__Objective__.
Gather each line of the data below that contains the word "white".

Begin Listed records

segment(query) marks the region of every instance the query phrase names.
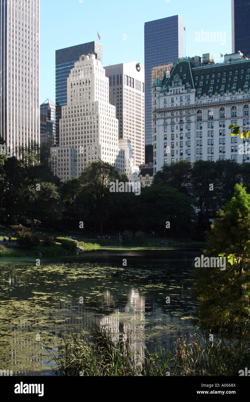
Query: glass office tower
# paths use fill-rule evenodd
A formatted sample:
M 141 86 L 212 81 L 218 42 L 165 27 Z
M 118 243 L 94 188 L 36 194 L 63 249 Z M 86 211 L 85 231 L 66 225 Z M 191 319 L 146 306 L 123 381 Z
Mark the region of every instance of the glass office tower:
M 250 2 L 232 0 L 232 53 L 250 57 Z
M 0 133 L 7 146 L 39 144 L 39 0 L 0 0 Z
M 145 144 L 152 146 L 152 70 L 183 57 L 183 19 L 174 15 L 145 23 Z M 147 150 L 145 154 L 148 154 Z M 151 162 L 148 160 L 148 162 Z M 147 161 L 145 161 L 147 163 Z
M 82 55 L 95 54 L 96 58 L 102 63 L 102 45 L 89 42 L 55 52 L 55 143 L 59 144 L 59 121 L 61 117 L 61 107 L 67 104 L 67 78 Z

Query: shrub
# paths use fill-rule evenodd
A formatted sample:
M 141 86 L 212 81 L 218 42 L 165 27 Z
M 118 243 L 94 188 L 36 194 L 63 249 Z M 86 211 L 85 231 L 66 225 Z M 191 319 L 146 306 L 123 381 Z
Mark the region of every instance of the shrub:
M 135 239 L 143 239 L 146 236 L 146 234 L 144 232 L 141 232 L 139 230 L 136 232 L 134 234 Z
M 67 237 L 57 237 L 56 240 L 61 243 L 63 248 L 70 251 L 75 251 L 78 244 L 77 240 L 69 239 Z
M 100 248 L 101 246 L 96 243 L 85 243 L 85 242 L 78 242 L 78 246 L 83 248 Z
M 30 229 L 19 225 L 12 226 L 16 231 L 16 241 L 21 247 L 26 248 L 32 248 L 38 246 L 40 240 L 37 235 L 32 233 Z
M 45 247 L 42 250 L 43 256 L 47 255 L 66 255 L 67 252 L 65 248 L 59 244 L 55 244 L 48 247 Z
M 131 230 L 125 230 L 122 234 L 124 240 L 132 240 L 134 238 L 134 234 Z
M 51 237 L 46 236 L 44 240 L 43 240 L 43 242 L 45 246 L 51 246 L 55 244 L 55 240 L 51 239 Z
M 26 256 L 26 254 L 22 252 L 20 250 L 16 250 L 16 249 L 12 247 L 7 247 L 0 244 L 0 257 L 8 257 L 11 258 L 12 257 L 15 257 L 19 258 Z

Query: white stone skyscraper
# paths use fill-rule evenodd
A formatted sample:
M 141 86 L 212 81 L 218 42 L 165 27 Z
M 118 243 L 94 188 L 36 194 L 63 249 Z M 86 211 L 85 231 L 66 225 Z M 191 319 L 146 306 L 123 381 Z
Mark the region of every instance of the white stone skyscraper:
M 145 75 L 139 63 L 104 67 L 109 78 L 110 102 L 116 109 L 119 139 L 130 139 L 135 165 L 145 159 Z
M 40 141 L 39 0 L 0 0 L 0 132 L 14 149 Z
M 118 146 L 115 107 L 109 102 L 108 78 L 95 55 L 80 56 L 67 80 L 59 145 L 51 148 L 54 174 L 65 181 L 101 159 L 125 173 L 125 151 Z

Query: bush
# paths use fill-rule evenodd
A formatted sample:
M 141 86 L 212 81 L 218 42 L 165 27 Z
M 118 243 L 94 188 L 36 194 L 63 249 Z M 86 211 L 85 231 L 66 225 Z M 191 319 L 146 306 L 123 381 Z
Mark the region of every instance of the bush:
M 134 234 L 135 239 L 143 239 L 146 236 L 146 234 L 144 232 L 138 231 L 136 232 Z
M 132 240 L 134 238 L 134 234 L 130 230 L 125 230 L 122 234 L 124 240 Z
M 7 247 L 4 246 L 0 244 L 0 257 L 8 257 L 11 258 L 15 257 L 20 258 L 21 257 L 26 257 L 26 255 L 24 253 L 22 252 L 20 250 L 16 250 L 16 248 L 12 247 Z
M 61 243 L 63 248 L 70 251 L 75 251 L 78 244 L 77 240 L 69 239 L 67 237 L 57 237 L 56 240 L 59 243 Z
M 43 240 L 43 242 L 45 246 L 51 246 L 55 244 L 55 240 L 51 239 L 51 237 L 46 237 L 44 240 Z
M 19 225 L 12 227 L 16 231 L 16 241 L 21 247 L 26 248 L 35 247 L 40 243 L 40 240 L 37 235 L 32 233 L 30 229 Z
M 66 255 L 67 252 L 65 248 L 59 244 L 55 244 L 55 246 L 48 247 L 45 247 L 42 250 L 43 256 L 47 255 Z
M 85 242 L 79 242 L 78 246 L 83 248 L 100 248 L 101 246 L 96 243 L 85 243 Z

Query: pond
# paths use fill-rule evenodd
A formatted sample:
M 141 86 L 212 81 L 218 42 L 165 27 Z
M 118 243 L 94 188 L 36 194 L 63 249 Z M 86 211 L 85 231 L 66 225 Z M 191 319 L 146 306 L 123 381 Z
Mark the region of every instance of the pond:
M 191 288 L 200 250 L 109 247 L 38 266 L 35 258 L 0 259 L 2 369 L 53 375 L 46 348 L 56 355 L 72 326 L 87 330 L 92 322 L 128 333 L 140 353 L 158 343 L 170 349 L 178 331 L 195 331 L 189 318 L 198 304 Z

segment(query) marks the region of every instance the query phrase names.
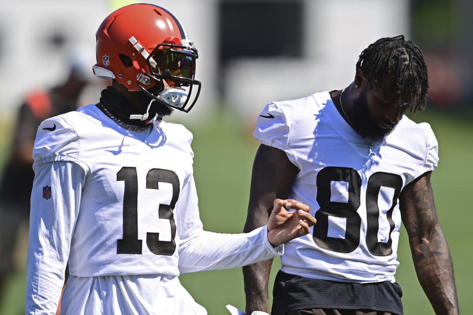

End Listed records

__The result__.
Query: white stone skyscraper
Mark the region of every instance of the white stone skyscraper:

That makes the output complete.